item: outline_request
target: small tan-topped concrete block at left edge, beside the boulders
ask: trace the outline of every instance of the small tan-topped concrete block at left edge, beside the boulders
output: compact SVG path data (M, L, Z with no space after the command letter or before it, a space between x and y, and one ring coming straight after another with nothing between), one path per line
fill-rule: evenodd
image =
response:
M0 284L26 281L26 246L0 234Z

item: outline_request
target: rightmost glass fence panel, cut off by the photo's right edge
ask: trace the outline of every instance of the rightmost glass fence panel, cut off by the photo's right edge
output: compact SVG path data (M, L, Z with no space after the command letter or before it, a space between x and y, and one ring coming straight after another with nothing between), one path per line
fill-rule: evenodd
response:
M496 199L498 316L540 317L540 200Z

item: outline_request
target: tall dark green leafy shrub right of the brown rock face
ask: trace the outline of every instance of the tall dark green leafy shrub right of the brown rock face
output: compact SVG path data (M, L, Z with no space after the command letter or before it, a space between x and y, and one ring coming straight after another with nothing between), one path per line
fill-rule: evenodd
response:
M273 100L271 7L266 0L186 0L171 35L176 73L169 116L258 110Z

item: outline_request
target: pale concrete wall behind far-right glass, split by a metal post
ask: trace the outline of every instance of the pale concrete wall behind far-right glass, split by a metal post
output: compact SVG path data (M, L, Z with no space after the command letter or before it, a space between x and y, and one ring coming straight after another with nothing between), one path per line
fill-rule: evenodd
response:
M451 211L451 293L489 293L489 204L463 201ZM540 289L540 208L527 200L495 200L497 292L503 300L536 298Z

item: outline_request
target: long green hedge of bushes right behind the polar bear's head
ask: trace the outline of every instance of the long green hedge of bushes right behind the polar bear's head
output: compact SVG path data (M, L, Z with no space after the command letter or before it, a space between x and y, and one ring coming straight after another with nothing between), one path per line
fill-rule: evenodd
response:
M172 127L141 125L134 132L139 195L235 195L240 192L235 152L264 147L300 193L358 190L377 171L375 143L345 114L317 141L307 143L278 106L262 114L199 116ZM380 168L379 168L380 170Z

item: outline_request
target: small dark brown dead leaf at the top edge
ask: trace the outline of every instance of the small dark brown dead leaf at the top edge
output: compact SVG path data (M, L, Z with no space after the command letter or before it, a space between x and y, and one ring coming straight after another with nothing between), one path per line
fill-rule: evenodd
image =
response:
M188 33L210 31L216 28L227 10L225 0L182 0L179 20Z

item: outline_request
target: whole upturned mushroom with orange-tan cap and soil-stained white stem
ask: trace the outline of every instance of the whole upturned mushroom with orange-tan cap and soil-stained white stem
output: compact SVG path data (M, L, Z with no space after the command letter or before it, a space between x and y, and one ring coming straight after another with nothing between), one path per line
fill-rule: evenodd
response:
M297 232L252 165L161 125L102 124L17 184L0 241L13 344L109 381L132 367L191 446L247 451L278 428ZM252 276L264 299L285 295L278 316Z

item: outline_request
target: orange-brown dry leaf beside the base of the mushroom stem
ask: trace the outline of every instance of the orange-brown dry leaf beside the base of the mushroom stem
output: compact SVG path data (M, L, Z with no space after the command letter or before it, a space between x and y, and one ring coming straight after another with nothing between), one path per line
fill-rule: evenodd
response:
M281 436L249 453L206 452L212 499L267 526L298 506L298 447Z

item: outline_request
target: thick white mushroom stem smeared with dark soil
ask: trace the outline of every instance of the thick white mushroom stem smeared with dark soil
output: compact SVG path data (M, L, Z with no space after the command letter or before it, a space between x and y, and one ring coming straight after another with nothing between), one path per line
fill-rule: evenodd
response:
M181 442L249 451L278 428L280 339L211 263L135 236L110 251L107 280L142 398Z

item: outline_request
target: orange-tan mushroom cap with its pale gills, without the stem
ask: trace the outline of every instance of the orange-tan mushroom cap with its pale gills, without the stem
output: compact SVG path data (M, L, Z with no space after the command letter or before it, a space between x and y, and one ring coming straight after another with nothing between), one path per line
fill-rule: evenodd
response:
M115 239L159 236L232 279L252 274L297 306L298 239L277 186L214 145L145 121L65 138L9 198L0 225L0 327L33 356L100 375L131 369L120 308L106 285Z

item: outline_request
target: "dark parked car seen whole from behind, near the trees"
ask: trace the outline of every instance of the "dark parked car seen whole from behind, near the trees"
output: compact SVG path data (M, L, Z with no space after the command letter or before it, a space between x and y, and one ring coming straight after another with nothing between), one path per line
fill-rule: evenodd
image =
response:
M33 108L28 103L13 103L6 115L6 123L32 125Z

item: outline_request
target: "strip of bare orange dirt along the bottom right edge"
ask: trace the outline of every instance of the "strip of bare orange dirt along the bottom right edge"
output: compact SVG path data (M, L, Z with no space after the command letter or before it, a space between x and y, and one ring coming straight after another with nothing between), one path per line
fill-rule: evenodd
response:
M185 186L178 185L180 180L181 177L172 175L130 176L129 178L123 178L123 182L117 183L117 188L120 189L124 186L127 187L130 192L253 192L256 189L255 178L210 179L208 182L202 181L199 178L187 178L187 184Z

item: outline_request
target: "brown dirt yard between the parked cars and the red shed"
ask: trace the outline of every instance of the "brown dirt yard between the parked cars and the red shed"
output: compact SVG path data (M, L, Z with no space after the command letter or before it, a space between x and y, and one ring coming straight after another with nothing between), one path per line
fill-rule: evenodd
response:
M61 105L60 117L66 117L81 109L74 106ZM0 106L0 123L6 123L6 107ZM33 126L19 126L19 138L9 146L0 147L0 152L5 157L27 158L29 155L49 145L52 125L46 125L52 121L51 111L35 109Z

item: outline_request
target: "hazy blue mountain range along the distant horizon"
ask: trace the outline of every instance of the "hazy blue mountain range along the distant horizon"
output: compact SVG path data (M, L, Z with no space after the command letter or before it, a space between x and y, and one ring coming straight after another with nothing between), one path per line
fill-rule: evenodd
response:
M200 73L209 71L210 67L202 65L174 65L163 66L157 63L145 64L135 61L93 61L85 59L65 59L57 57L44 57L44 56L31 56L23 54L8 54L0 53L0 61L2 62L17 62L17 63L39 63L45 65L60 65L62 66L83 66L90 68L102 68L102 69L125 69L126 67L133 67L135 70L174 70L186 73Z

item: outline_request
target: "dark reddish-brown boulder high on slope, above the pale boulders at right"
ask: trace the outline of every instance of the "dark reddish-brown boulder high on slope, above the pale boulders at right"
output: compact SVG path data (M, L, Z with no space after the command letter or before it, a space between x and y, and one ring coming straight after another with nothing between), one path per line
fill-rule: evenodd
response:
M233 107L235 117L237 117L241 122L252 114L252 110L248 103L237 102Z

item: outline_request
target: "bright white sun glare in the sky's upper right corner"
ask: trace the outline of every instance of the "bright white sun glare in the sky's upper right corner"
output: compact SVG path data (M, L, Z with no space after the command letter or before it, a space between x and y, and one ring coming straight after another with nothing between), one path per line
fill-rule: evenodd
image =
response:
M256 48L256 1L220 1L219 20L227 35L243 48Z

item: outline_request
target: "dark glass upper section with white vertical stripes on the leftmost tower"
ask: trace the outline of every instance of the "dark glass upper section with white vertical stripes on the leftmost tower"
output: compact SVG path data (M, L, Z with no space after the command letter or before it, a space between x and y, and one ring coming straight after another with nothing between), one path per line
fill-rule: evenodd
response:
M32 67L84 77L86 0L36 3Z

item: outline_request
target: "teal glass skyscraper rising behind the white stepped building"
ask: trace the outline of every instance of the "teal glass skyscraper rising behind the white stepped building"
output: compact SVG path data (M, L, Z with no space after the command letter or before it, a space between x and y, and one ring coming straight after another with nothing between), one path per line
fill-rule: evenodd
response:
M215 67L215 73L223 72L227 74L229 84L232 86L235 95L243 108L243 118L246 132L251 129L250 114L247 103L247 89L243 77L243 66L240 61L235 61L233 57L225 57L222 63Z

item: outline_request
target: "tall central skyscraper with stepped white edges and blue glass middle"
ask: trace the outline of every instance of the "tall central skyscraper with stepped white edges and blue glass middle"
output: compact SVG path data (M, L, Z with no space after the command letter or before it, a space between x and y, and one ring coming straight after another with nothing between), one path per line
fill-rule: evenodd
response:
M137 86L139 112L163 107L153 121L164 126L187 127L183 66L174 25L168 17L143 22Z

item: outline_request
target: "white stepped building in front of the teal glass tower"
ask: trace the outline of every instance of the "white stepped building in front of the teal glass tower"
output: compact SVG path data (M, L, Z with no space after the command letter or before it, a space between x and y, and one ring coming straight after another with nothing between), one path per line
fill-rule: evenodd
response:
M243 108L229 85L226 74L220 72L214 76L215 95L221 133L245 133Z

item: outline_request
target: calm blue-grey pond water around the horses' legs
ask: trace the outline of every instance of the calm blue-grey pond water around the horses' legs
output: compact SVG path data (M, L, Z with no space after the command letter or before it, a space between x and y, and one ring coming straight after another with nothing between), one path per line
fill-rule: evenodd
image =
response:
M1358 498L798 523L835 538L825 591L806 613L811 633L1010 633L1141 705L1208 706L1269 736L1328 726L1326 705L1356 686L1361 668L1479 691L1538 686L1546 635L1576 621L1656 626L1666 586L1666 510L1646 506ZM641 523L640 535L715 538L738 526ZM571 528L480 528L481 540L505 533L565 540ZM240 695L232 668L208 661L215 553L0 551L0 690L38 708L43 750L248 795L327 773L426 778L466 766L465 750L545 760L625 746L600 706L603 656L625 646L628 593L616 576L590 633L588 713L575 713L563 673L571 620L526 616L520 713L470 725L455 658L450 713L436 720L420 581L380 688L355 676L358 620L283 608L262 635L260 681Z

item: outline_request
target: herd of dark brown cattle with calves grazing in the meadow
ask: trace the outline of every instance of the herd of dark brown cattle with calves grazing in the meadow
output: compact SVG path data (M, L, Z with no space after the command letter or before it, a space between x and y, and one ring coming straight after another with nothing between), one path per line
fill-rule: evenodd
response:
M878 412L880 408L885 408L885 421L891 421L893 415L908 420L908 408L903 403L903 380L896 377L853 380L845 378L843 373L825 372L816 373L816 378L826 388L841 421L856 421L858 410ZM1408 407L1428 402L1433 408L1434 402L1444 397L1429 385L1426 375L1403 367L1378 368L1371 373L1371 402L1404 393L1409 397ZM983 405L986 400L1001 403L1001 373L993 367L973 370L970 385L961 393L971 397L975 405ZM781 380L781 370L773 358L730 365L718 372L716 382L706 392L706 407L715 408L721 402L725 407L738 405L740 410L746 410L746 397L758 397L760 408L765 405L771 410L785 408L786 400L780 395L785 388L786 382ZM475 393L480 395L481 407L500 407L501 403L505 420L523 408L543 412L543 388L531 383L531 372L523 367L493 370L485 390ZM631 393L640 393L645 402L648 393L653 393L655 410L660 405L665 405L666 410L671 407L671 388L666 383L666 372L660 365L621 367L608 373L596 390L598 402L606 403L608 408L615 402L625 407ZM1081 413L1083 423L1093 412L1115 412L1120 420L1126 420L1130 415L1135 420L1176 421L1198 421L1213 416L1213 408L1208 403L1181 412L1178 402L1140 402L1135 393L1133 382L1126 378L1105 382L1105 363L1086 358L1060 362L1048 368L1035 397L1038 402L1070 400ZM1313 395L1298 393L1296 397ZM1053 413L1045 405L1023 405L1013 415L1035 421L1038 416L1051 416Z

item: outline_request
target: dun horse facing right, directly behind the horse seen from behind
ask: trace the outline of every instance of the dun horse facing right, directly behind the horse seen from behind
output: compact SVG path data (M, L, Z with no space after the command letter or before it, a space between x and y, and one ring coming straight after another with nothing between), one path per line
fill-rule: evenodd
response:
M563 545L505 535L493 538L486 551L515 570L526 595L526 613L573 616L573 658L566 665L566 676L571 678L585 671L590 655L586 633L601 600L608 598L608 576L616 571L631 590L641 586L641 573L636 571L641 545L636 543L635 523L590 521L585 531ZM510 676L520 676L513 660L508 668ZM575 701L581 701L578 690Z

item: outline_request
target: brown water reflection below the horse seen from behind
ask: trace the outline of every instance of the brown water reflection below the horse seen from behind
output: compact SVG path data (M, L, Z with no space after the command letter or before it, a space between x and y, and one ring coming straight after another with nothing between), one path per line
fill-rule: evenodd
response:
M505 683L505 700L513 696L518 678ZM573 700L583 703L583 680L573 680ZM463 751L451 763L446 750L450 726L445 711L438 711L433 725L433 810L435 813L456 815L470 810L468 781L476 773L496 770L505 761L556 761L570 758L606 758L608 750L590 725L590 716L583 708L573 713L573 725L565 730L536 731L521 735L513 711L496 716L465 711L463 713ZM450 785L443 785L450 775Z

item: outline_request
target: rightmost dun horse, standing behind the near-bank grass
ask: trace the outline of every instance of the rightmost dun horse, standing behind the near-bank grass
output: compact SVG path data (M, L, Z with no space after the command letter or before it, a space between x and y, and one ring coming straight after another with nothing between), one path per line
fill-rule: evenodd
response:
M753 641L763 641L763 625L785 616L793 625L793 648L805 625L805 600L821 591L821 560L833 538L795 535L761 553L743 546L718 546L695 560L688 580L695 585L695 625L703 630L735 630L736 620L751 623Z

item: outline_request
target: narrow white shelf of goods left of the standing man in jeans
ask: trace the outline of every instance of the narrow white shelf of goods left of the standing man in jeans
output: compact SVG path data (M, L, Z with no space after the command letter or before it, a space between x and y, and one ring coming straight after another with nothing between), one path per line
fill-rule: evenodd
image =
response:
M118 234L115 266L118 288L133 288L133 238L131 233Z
________________________
Task details: From the first line of the records above down to the line containing "target: tall dark", repeat each line exactly as written. Include both of those lines and add nothing.

Completed exercise:
item: outline_request
target: small tan-topped concrete block at left edge, beside the boulders
ask: trace the outline of every instance of the small tan-topped concrete block at left edge, beside the boulders
output: compact SVG path data (M, L, Z with no space after the command letter or before it, a space between x and y, and one ring coming straight after another with nothing between), one path per line
fill-rule: evenodd
image =
response:
M0 284L26 281L26 246L0 234Z

item: outline_request
target: rightmost glass fence panel, cut off by the photo's right edge
ask: trace the outline of every instance of the rightmost glass fence panel, cut off by the photo's right edge
output: compact SVG path data (M, L, Z with no space after the command letter or before it, a space between x and y, and one ring coming straight after another with nothing between), one path per line
fill-rule: evenodd
response:
M496 199L498 316L540 317L540 200Z

item: outline_request
target: tall dark green leafy shrub right of the brown rock face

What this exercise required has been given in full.